Start of Data shown

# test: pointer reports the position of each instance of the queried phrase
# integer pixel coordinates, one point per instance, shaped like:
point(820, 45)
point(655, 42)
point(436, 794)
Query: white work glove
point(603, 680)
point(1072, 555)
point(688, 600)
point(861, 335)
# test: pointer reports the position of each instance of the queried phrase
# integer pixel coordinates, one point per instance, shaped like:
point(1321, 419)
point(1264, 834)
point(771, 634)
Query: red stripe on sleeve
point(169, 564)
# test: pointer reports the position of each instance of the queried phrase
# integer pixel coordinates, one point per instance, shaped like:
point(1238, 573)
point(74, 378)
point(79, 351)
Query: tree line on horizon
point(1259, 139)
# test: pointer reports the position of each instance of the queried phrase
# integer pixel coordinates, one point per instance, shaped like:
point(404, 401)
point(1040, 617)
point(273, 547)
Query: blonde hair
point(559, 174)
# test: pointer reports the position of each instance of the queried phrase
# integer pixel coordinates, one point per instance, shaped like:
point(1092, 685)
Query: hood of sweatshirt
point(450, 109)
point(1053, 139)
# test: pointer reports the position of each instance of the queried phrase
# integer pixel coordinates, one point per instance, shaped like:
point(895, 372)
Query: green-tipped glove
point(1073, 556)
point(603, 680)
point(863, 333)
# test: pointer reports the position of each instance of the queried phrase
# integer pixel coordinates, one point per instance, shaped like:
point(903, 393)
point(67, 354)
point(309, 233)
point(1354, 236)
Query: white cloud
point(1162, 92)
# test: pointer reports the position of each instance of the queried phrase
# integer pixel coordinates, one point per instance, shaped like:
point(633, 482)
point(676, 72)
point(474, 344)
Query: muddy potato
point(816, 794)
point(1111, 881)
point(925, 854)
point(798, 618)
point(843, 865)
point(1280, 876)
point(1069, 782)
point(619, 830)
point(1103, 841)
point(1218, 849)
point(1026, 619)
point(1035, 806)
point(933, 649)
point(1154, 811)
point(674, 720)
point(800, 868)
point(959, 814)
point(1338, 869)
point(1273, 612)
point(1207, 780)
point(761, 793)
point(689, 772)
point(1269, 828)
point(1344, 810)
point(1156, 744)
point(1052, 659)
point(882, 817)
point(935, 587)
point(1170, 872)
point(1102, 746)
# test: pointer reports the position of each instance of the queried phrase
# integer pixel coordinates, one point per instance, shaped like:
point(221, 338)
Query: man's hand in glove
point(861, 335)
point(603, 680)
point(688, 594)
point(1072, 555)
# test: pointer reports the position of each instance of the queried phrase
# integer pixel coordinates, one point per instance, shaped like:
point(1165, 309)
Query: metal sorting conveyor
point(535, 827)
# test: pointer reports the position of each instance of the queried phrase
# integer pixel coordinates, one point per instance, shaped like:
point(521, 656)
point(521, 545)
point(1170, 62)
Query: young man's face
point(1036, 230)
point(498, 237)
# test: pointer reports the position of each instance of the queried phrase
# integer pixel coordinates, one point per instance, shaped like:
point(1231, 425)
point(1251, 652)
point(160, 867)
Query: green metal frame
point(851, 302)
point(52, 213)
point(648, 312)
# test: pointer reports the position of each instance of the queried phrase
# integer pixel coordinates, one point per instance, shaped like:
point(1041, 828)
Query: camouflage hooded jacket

End of Data shown

Task item
Beginning at the top of the entries above, output each line exactly, and end with the line in which "point(1092, 685)" appears.

Exercise solution
# test: pointer reports the position of each instance of the queried phrase
# integer pixel coordinates, one point per instance, shaped like:
point(820, 45)
point(655, 42)
point(436, 794)
Query: white work glove
point(603, 680)
point(1072, 555)
point(688, 600)
point(861, 335)
# test: pointer reports the position of each instance of the queried phrase
# integer pixel coordinates, one point per instance, shaped like:
point(1321, 419)
point(1264, 834)
point(771, 634)
Query: red stripe on sleeve
point(169, 564)
# test: pointer reports the position of each instance of the queried phrase
# integer pixel coordinates, one point per instance, shaped like:
point(1238, 573)
point(74, 378)
point(79, 351)
Query: tree line on horizon
point(1259, 139)
# test: pointer reports the position of each instance of the queried phrase
# integer pixel coordinates, one point per instance, shaped like:
point(404, 401)
point(1040, 617)
point(273, 547)
Query: blonde hair
point(559, 174)
# test: pointer reports the position of each instance of the queried phrase
# integer pixel coordinates, one point per instance, shaped like:
point(1092, 685)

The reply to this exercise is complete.